**WHAT IS EXPECTED**
Turn the lines below into a Markdown table with the columns Row and Line, numbering each row and leaving out any blank lines.

--- EXCERPTED RECORDS ---

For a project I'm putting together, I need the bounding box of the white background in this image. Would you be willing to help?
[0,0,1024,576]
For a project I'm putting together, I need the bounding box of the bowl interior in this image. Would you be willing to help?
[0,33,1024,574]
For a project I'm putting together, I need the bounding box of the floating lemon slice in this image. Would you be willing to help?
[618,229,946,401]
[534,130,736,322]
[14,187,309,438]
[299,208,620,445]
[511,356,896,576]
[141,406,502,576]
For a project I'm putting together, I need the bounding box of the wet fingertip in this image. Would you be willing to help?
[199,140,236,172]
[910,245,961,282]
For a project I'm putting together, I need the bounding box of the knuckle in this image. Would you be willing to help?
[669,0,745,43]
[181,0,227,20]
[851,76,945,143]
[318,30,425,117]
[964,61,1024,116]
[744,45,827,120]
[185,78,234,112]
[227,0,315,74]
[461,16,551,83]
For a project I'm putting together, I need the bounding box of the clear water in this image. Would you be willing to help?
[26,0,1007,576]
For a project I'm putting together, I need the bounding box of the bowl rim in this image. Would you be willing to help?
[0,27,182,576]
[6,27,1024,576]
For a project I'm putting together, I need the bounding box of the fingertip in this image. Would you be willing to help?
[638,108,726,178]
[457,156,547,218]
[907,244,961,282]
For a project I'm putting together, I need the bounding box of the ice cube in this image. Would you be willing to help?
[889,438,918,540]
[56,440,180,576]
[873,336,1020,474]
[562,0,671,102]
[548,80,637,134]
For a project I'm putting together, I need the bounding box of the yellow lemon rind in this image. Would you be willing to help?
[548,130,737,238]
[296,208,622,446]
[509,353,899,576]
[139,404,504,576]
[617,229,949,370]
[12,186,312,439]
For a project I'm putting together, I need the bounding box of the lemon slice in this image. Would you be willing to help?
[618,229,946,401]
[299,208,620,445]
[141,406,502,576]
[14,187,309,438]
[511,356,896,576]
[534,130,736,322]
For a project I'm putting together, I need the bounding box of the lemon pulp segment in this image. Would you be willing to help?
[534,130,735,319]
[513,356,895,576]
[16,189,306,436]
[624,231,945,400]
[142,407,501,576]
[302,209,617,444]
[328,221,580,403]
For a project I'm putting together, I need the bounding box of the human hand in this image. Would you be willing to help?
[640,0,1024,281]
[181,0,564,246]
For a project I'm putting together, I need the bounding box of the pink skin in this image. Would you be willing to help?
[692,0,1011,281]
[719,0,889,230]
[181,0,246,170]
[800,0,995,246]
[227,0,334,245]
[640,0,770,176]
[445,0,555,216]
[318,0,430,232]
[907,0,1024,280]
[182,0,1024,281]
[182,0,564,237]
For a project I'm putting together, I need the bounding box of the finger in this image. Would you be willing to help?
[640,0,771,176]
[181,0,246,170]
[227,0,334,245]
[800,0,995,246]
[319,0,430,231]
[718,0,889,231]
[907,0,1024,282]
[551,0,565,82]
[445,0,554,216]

---

**WRITTEN SOLUTION**
| Row | Line |
|---|---|
| 1 | For a project I'm putting together, I need the bounding box of the white background in this image. Would you be willing to help? |
| 2 | [0,0,1024,576] |
| 3 | For a project I'm putting together, I need the bounding box of the bowl interior in this image. Would you be willing to help? |
| 4 | [0,33,1024,574] |
| 5 | For a project I'm putting together, I need the bounding box of the floating lemon slice in this image. Would you be willing to help? |
| 6 | [618,229,946,401] |
| 7 | [534,130,736,322] |
| 8 | [14,187,309,438] |
| 9 | [299,208,620,445] |
| 10 | [511,356,896,576] |
| 11 | [141,406,502,576] |
| 12 | For a project I'm putting together, I need the bounding box of the wet fingertip in this image. Would you be willing to help? |
| 13 | [199,140,236,172] |
| 14 | [910,245,961,282] |
| 15 | For a project I'm putting together, I need the bounding box of the knuckle in this image. Would you be willing to help? |
| 16 | [669,0,745,43] |
| 17 | [181,0,227,20] |
| 18 | [851,76,945,143] |
| 19 | [318,30,425,117] |
| 20 | [964,61,1024,116] |
| 21 | [744,45,827,120] |
| 22 | [185,78,234,112] |
| 23 | [227,0,315,74] |
| 24 | [461,16,551,83] |
| 25 | For a project I'm putting together, I need the bounding box of the clear water in this image. Would you be willing to help? |
| 26 | [26,0,1007,576] |
| 27 | For a project I'm putting together, I need the bounding box of the bowl rim in this image. Would you be willing to help? |
| 28 | [0,27,182,576] |
| 29 | [6,27,1024,576] |
| 30 | For a project I'm putting together, I need the bounding box of the fingertip in this image. Would you be willing to help? |
| 31 | [638,108,726,178] |
| 32 | [457,156,547,218] |
| 33 | [907,244,961,282] |
| 34 | For a project I'm putting together, I need the bounding box of the ice cube in this image. Would you be willing to help? |
| 35 | [889,438,918,540] |
| 36 | [56,440,180,576] |
| 37 | [873,336,1020,474] |
| 38 | [562,0,671,102] |
| 39 | [548,80,637,134] |
| 40 | For a project I'm putting together, I need the bounding box of the yellow lemon rind in this image. Would you be willing to help? |
| 41 | [548,130,737,238] |
| 42 | [296,208,622,446] |
| 43 | [509,353,899,576] |
| 44 | [139,404,504,576] |
| 45 | [617,229,949,370] |
| 46 | [12,186,312,439] |
| 47 | For a project I'm putting together, I need the bounding box of the lemon slice in this image. Would you be willing to help? |
| 48 | [618,229,946,401] |
| 49 | [299,208,620,445] |
| 50 | [141,406,502,576] |
| 51 | [14,187,309,438] |
| 52 | [511,356,896,576] |
| 53 | [534,130,736,322] |
| 54 | For a project I'm putting together, I need the bounding box of the lemon pulp segment in this image. Would you be willing to help? |
| 55 | [534,130,735,319] |
| 56 | [513,356,895,576] |
| 57 | [16,189,306,436] |
| 58 | [624,231,945,400] |
| 59 | [142,407,501,576] |
| 60 | [302,209,617,444] |
| 61 | [328,221,580,403] |
| 62 | For a project I'm putting together, I need the bounding box of the human hand in this image. Would you be willing to help? |
| 63 | [640,0,1024,281] |
| 64 | [181,0,564,246] |
| 65 | For a project I'm putting together, I need the bounding box of the pink skin in this image. Would you be willing to help? |
| 66 | [692,0,1011,281] |
| 67 | [719,0,889,230] |
| 68 | [181,0,246,170] |
| 69 | [800,0,995,246] |
| 70 | [227,0,334,245] |
| 71 | [640,0,770,176] |
| 72 | [445,0,555,216] |
| 73 | [318,0,430,232] |
| 74 | [907,0,1024,280] |
| 75 | [182,0,1024,281] |
| 76 | [182,0,564,237] |
| 77 | For a project I'm putting together, I need the bounding box of the finger in this image. Would you be willing to help? |
| 78 | [640,0,771,176] |
| 79 | [181,0,246,170] |
| 80 | [227,0,334,245] |
| 81 | [800,0,995,246] |
| 82 | [319,0,430,231] |
| 83 | [718,0,889,231] |
| 84 | [907,0,1024,282] |
| 85 | [551,0,565,82] |
| 86 | [445,0,554,216] |